ФРАГМЕНТ ДОКУМЕНТА:
++++++++++++++++++++

Страница 19 из 20
После женитьбы за каких-то три года де Рибас становится из капитана полковником. Затем он некоторое время даже служит воспитателем внебрачного сына Екатерины и графа Григория Орлова графа Алексея Бобринского, что говорит о большом доверии, так как его посвящают в семейные тайны императрицы.
Современники отмечают, что по натуре де Рибас был незлобив, доброжелателен, очень остроумен, имел проницательный ум и иезуитскую хитрость. Внешне был симпатичен и всегда улыбчив.
При этом де Рибас, как истинный шулер, всегда удачно играет в карты и с завидным постоянством очищал карманы высшему свету столицы. Говорят, что однажды князь Голицын пожаловался Екатерине Второй, что его побочного сына Делицина какой-то шулер начисто обчистил в карты и тот застрелился. Назревал скандал. Императрица сразу все поняла и спросила:
– Кто обыграл? Не Рибас ли?

++++++++++++++++++++

ФРАГМЕНТ ДАННЫХ:
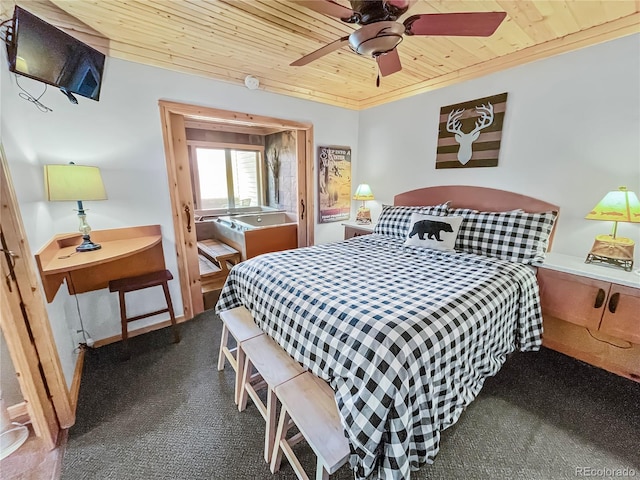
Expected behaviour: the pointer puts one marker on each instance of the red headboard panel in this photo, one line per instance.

++++++++++++++++++++

ВАШИ ЗАДАНИЯ:
**A)** Перепишите фрагмент текста о де Рибасе от слов «Современники отмечают, что» до слов «Не Рибас ли?» включительно, заменив «карты» на «кости».
**B)** Каким был чин де Рибаса до женитьбы и каким он стал через три года после нее, согласно тексту о де Рибасе?

ОТВЕТЫ:
**A)**
Современники отмечают, что по натуре де Рибас был незлобив, доброжелателен, очень остроумен, имел проницательный ум и иезуитскую хитрость. Внешне был симпатичен и всегда улыбчив.
При этом де Рибас, как истинный шулер, всегда удачно играет в кости и с завидным постоянством очищал карманы высшему свету столицы. Говорят, что однажды князь Голицын пожаловался Екатерине Второй, что его побочного сына Делицина какой-то шулер начисто обчистил в кости и тот застрелился. Назревал скандал. Императрица сразу все поняла и спросила:
– Кто обыграл? Не Рибас ли?

**B)** До женитьбы де Рибас был капитаном, а через три года стал полковником.